--- Exercise ---
Among the records below, find each line bearing the word "wrapper" and copy it.

--- Dataset extract ---
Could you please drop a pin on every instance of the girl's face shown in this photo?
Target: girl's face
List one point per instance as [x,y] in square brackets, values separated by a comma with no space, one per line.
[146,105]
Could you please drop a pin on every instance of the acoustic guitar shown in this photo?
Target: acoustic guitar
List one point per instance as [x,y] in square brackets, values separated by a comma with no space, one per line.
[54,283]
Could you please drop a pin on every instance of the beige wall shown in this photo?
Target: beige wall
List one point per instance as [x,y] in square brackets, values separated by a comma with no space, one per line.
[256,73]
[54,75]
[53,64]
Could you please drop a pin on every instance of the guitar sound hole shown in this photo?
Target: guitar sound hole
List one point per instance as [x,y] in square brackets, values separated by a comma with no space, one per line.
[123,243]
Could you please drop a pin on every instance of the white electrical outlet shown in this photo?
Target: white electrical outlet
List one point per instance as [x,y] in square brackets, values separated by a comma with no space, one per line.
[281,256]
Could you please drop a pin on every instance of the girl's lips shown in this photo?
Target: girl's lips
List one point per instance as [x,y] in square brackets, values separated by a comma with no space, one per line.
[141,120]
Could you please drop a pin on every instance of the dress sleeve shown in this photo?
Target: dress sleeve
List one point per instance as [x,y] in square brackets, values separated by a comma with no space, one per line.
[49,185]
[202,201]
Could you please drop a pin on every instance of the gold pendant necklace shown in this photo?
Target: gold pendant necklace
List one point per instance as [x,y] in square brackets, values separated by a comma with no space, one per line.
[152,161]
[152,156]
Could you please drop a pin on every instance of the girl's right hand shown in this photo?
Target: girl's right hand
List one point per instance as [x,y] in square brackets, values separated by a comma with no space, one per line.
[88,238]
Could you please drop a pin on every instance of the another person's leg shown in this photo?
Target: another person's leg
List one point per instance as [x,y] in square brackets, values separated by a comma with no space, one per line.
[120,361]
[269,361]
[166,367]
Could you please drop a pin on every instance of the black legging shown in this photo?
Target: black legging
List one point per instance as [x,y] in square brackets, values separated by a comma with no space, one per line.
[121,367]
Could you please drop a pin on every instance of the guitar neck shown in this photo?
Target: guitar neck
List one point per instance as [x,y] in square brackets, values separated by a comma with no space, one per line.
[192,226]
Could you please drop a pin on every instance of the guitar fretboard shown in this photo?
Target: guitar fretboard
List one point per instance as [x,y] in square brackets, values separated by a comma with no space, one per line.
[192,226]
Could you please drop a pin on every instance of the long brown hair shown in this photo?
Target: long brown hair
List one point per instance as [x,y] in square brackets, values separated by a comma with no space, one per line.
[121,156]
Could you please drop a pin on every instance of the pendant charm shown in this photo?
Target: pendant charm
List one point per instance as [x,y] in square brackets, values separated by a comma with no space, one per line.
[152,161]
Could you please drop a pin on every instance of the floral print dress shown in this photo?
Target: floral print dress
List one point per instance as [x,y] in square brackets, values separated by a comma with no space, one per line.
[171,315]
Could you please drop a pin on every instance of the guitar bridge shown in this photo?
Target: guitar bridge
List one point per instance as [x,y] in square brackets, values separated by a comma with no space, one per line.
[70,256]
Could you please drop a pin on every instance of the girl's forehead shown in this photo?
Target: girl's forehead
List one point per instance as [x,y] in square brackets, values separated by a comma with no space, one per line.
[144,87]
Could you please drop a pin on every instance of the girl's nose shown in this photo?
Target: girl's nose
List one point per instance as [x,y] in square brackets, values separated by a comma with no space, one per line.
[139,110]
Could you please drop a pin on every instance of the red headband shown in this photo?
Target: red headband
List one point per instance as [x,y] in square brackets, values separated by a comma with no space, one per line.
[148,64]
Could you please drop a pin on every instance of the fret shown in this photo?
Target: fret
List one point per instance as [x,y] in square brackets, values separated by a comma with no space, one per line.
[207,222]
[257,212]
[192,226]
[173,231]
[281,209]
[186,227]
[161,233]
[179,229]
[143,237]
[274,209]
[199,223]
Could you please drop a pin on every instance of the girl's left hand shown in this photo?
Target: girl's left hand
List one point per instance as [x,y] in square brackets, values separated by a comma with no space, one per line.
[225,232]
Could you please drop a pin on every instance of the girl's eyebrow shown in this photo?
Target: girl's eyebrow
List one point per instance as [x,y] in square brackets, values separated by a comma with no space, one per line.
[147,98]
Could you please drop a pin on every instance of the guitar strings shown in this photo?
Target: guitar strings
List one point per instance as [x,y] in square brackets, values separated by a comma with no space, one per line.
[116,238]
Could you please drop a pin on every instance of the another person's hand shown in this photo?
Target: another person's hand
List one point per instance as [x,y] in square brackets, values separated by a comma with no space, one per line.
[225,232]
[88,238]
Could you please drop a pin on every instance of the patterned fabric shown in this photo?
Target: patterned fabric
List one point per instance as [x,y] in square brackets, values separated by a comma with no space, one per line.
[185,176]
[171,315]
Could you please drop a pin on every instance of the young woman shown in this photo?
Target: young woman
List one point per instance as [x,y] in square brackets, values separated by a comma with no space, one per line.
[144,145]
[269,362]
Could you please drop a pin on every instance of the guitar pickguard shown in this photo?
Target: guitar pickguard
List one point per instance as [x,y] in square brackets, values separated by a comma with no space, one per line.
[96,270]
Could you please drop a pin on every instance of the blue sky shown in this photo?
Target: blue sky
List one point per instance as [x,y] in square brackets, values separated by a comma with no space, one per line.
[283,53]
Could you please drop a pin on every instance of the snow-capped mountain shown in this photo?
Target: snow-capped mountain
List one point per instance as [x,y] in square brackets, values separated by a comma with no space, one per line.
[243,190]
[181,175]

* * *

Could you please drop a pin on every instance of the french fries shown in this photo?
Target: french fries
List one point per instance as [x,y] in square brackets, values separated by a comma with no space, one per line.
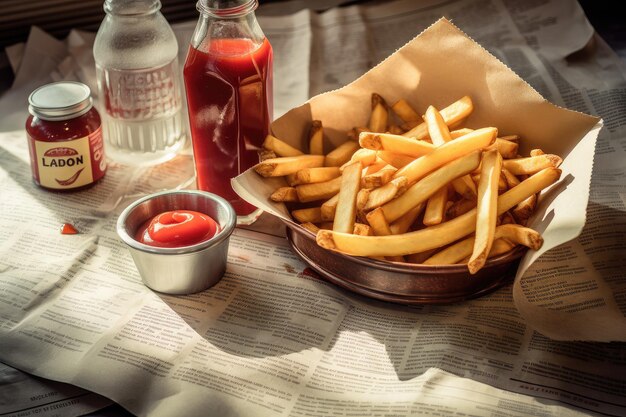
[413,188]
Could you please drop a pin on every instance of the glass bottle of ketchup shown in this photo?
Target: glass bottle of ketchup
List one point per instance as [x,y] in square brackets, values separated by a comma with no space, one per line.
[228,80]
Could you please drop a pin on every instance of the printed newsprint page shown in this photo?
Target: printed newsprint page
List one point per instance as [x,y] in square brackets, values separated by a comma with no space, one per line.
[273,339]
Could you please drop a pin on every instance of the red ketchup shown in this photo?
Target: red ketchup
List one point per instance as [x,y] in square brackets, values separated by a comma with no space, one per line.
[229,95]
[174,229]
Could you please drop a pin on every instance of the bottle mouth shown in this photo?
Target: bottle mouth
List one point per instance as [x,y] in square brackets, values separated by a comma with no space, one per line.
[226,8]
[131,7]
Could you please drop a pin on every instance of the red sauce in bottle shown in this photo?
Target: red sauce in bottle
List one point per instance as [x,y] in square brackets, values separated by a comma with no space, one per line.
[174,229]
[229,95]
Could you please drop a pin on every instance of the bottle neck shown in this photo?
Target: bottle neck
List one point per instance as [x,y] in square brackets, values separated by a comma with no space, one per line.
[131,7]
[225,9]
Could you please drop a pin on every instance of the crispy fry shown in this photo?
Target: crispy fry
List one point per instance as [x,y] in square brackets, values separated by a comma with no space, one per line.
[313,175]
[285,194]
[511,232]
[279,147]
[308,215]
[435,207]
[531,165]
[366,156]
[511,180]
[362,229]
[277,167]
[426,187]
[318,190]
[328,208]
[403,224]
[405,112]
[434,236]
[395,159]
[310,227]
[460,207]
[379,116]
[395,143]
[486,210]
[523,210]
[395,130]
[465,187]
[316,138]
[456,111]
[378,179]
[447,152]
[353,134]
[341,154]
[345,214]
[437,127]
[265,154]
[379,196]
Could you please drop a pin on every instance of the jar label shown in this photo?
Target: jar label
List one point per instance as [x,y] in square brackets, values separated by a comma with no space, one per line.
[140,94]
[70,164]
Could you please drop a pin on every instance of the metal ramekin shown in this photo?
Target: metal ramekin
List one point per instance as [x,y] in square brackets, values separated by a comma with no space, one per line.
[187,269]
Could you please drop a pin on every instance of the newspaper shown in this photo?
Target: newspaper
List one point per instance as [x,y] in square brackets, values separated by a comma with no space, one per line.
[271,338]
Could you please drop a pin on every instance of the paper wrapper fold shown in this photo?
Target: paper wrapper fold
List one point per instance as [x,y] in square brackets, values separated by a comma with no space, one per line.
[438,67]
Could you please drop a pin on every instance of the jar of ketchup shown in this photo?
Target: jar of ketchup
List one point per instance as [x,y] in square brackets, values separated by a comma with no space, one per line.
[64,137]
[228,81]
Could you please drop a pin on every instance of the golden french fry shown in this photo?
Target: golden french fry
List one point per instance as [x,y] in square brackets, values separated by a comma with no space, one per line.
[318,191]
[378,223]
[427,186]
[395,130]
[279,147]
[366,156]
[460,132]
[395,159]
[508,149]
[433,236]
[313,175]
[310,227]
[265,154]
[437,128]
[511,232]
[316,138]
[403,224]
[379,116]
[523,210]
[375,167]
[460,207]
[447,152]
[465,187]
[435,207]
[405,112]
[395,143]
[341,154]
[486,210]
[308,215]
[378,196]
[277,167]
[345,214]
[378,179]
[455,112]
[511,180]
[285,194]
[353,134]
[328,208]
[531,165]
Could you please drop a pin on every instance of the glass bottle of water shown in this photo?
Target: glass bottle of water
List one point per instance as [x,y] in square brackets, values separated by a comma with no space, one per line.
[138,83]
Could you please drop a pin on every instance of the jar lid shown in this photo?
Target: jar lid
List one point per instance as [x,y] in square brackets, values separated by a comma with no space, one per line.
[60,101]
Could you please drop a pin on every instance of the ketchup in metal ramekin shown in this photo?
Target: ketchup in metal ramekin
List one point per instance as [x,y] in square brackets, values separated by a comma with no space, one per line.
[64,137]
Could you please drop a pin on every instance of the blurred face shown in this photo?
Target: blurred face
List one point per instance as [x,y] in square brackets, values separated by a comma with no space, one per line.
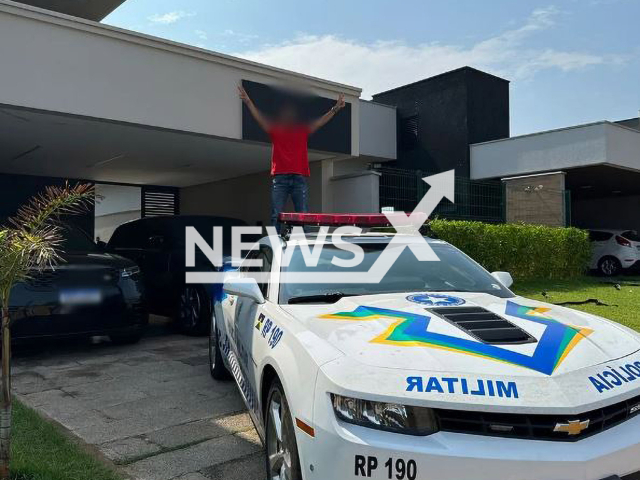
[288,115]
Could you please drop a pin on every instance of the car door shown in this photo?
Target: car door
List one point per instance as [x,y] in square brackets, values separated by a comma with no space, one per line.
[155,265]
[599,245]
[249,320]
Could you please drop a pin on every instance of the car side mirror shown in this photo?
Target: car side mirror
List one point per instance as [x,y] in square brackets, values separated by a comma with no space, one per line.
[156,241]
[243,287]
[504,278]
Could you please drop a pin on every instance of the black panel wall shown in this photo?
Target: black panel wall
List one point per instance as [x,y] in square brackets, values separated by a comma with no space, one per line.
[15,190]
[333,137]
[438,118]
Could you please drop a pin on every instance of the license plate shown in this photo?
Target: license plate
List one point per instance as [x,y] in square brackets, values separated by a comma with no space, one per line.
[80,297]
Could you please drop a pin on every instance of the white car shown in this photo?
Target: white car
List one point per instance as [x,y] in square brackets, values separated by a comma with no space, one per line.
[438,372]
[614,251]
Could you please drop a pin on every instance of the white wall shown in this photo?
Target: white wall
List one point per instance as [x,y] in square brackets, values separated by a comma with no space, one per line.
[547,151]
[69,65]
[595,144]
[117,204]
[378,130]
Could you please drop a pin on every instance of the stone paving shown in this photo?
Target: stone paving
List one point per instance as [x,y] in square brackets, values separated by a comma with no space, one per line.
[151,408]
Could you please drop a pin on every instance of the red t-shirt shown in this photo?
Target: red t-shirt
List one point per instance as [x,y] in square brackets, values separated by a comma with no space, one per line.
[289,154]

--- Solved problem ---
Could you please drop a pin on every instance of the paper wrapper fold shown in this photo?
Target: paper wrapper fold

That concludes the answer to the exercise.